━━ Selected excerpt
Three things worth pointing out:

The conditional edge returns Send[] instead of a string. LangGraph distinguishes by type.
Each worker sees only the scoped input you passed it. The researcher does not see state.topic unless you explicitly pass it in the Send payload.
The downstream node is an implicit barrier. LangGraph waits for all parallel researchers to finish before running synthesiser. Their research: [...] updates accumulate via the concat reducer.

Workers can have their own state shape

Because the worker only sees what you Send it, you can give it a totally different state type than the parent. This is great for narrow, reusable workers. The trade is that they cannot read parent state unless you put it in the payload.

If branches need shared context, pass it in the payload. If you find yourself stuffing the entire parent state in there, that is a hint that maybe the work is not as independent as you thought.

Mixing routing and Send

A conditional edge can return either a string or an array of Sends. So you can express “based on state, sometimes route to one place, sometimes fan out”:

.addConditionalEdges("classifier", (state) => {
  if (state.tasks.length === 0) return END;
  if (state.tasks.length === 1) return "single_worker";
  return state.tasks.map(t => new Send("parallel_worker", { task: t }));
})

This is one of those primitives that looks small in isolation and turns out to be exactly what you need most of the time.

Send plus subgraphs

The target of a Send is a single node, but that node can be a compiled subgraph. So fan-out across N runs of an entire sub-pipeline is one line of glue:

.addNode("research_pipeline", compiledResearchSubgraph)
.addConditionalEdges("planner", (state) =>
  state.queries.map(q => new Send("research_pipeline", { query: q })),
  ["research_pipeline"],
)
━━━━
━━ The data
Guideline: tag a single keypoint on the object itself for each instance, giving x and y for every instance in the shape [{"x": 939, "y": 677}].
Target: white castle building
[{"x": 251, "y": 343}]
━━━━
Output the part of the LangGraph excerpt from "Each worker sees" to "put it in the payload." word for word.

Problem solution:
Each worker sees only the scoped input you passed it. The researcher does not see state.topic unless you explicitly pass it in the Send payload.
The downstream node is an implicit barrier. LangGraph waits for all parallel researchers to finish before running synthesiser. Their research: [...] updates accumulate via the concat reducer.

Workers can have their own state shape

Because the worker only sees what you Send it, you can give it a totally different state type than the parent. This is great for narrow, reusable workers. The trade is that they cannot read parent state unless you put it in the payload.